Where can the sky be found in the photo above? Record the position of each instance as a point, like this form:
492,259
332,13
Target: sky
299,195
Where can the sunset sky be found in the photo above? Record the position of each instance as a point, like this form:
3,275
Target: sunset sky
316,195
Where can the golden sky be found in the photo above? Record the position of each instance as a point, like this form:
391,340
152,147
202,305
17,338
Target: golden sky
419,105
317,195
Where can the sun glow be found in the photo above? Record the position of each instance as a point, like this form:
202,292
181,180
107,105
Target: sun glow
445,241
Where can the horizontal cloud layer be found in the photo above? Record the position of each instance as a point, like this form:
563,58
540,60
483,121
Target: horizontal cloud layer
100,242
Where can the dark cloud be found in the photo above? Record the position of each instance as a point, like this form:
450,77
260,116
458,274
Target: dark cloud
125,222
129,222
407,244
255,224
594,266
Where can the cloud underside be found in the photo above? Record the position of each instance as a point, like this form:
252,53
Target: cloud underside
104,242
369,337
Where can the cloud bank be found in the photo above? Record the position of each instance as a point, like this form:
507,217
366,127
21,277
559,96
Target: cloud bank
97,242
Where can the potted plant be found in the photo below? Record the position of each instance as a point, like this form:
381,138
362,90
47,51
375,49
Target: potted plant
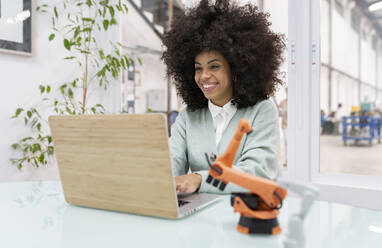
77,23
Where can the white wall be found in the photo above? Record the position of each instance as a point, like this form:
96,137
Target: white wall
19,81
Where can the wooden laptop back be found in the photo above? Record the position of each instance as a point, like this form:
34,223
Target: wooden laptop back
116,162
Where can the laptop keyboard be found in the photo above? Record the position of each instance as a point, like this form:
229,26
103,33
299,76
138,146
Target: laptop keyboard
182,203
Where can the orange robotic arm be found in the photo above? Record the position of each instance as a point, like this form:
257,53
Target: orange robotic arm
268,194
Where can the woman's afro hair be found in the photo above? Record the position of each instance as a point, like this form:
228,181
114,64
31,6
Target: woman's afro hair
241,34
◆ ◆ ◆ ◆ ◆
This calls for each record above to be set down exactly, with the images skipped.

=== SOLUTION TO THE EXERCISE ===
Where can the sky be found in the photo above? Record the position of each instance as a point, like this form:
492,259
332,13
Target: sky
299,195
Where can the sunset sky be found in the photo above? Record the position of each instance as a point, like this form:
3,275
Target: sunset sky
316,195
Where can the golden sky be found in the photo above? Record the position of each instance as a point, like this form:
391,340
152,147
202,305
17,338
Target: golden sky
419,105
317,195
Where can the sun glow be found in the photo above? Record the position of each instance as a point, like this form:
202,292
181,180
107,105
Target: sun glow
445,241
Where can the horizontal cloud layer be found in the photo above? Record the position of each instance as a point, like this form:
563,58
540,60
483,121
Target: horizontal cloud layer
100,242
Where can the dark cloud be found in the photo above? Record the position of each instance as a point, like this form:
450,77
260,116
458,274
Target: dark cloud
125,222
129,222
407,244
255,224
594,266
Where can the cloud underside be found in the photo above? Record the position of each instance as a point, like this form:
252,53
Target: cloud underside
104,242
369,337
Where can the cloud bank be found in the photo above? Record the position of each instance as a point, like this form:
507,217
366,127
21,277
559,96
Target: cloud bank
97,242
Where can the potted plant be found in the photo below? Record the position of each instance as a point, like this form:
381,138
362,90
47,51
375,49
Target: potted plant
77,23
Where can the white wall be found in the photo above? Record the position of each instance as a point, like this form:
96,137
Target: white wall
19,81
Where can the wooden laptop back be found in the photo above? Record the position of each instance as a point, like this form:
34,223
Target: wooden laptop back
116,162
Where can the laptop keyboard be found in the photo above? Record the position of each instance as a point, like this form:
229,26
103,33
299,76
138,146
Target: laptop keyboard
182,203
Where can the orange robotic arm be found in the photo above? Record the position of each instance as a point, like this form:
257,53
Target: orange robotic arm
268,194
Where can the woman's afro hair be found in the photo above? Record the position of each instance as a point, like this form:
228,181
114,64
31,6
Target: woman's afro hair
241,34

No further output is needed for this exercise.